● Dataset excerpt
#####
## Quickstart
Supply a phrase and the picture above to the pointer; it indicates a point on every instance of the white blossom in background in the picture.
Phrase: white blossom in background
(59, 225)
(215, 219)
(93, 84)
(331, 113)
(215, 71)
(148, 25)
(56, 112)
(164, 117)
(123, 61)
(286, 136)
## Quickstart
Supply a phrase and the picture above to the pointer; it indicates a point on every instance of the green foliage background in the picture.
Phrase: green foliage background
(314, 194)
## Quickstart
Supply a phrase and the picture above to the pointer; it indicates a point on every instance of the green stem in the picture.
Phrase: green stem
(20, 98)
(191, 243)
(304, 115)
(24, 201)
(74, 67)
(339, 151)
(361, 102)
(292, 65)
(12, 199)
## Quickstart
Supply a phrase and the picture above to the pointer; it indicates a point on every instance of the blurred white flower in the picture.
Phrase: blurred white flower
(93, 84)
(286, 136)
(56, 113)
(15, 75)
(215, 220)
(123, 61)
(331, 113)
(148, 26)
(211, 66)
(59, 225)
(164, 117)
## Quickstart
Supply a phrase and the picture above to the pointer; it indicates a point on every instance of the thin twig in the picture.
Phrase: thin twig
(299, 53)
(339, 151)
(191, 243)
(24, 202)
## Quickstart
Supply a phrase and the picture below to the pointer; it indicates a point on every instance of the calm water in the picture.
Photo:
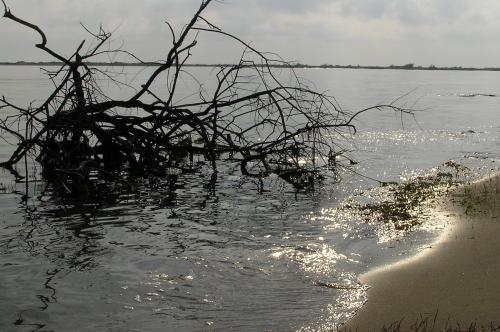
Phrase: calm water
(206, 253)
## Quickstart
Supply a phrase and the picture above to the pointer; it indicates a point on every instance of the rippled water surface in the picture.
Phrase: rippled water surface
(203, 251)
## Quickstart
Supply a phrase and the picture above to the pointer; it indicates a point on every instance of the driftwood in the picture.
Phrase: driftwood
(80, 135)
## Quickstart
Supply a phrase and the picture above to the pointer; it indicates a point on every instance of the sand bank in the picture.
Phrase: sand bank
(458, 278)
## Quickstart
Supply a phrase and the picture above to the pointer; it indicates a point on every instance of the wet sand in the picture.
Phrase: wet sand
(455, 283)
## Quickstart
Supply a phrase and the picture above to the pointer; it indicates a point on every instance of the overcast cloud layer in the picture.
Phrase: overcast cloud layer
(380, 32)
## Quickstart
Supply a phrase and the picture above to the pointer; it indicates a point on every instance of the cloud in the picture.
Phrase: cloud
#####
● Task prompt
Please collect every line of the listing above that contains the string "thin". Case counts.

● Written response
Supply a phrase and the picture above to the pointer; it indicates a point on every instance of the thin twig in the picture.
Phrase: thin twig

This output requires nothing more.